[Extracted data entries]
★ ★ ★

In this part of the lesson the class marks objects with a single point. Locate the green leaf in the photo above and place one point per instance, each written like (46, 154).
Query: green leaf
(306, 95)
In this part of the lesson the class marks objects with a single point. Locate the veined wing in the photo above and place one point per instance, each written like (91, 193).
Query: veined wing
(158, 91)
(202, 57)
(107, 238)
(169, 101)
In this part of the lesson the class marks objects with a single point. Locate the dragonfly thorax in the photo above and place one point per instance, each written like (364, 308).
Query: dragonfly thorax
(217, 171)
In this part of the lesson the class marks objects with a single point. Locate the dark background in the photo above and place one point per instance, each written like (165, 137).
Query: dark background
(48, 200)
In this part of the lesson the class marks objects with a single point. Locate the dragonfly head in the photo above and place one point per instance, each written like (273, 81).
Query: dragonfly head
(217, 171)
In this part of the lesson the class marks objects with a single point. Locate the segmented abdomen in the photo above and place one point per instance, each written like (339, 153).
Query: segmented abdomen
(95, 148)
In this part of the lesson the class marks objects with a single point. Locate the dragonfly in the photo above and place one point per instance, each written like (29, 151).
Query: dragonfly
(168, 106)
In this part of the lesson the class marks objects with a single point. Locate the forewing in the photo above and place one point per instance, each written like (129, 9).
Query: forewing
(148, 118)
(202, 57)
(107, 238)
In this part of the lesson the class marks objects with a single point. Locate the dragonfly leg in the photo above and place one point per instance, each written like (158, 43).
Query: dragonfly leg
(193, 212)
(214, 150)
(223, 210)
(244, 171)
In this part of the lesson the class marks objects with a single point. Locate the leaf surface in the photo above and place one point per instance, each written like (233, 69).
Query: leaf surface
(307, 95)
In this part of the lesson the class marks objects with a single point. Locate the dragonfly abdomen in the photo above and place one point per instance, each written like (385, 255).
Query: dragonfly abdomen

★ ★ ★

EXERCISE REQUIREMENTS: Format the lines above as a JSON list of strings, one string per line, and leave out any blank lines.

FINISHED ANSWER:
[
  "In this part of the lesson the class marks objects with a single point. Locate the green leaf in the photo above and place one point per instance, each written like (46, 154).",
  "Query: green leaf",
  "(306, 95)",
  "In this part of the lesson the class marks objects with a single point. Locate the veined wing in the photo above and place one point per instance, each written like (91, 193).",
  "Query: veined wing",
  "(158, 91)",
  "(202, 57)",
  "(107, 238)",
  "(169, 101)",
  "In this part of the lesson the class marks objects with a single point. Locate the dragonfly thorax in the photo above and place one point per instance, each written like (364, 308).",
  "Query: dragonfly thorax",
  "(217, 171)",
  "In this part of the lesson the class marks objects with a single point. Locate the dark background in the photo above and place one point per instance, each written like (165, 137).",
  "Query: dark background",
  "(48, 200)",
  "In this part of the lesson the class marks objects with a single point. Locate the dragonfly head in the photo above and place one point per instance, each written like (273, 81).",
  "Query: dragonfly head",
  "(217, 171)",
  "In this part of the lesson the class marks objects with a single point. Locate the segmented abdomen in the photo above and place one point per instance, each written like (339, 153).",
  "Query: segmented abdomen",
  "(95, 148)",
  "In this part of the lesson the class marks objects with a single point. Locate the dragonfly in the photo above and place one point per instance, each written like (29, 151).",
  "Query: dragonfly",
  "(168, 106)",
  "In this part of the lesson the class marks objects with a single point. Locate the forewing in the photo above and place one point per instance, each written like (129, 9).",
  "Query: forewing",
  "(148, 118)",
  "(202, 57)",
  "(107, 238)",
  "In this part of the lesson the class marks objects with a single point. Locate the dragonfly leg in the photo above and place one point per instance, each written like (158, 43).",
  "Query: dragonfly leg",
  "(193, 212)",
  "(214, 150)",
  "(223, 210)",
  "(244, 171)",
  "In this part of the lesson the class marks objects with a single point. Locate the leaf surface in the photo above and place one point per instance, each written like (233, 69).",
  "Query: leaf surface",
  "(307, 95)",
  "In this part of the lesson the class marks objects with a single point. Locate the dragonfly abdomen in the photo above and place one point per instance, each written like (385, 255).",
  "Query: dragonfly abdomen"
]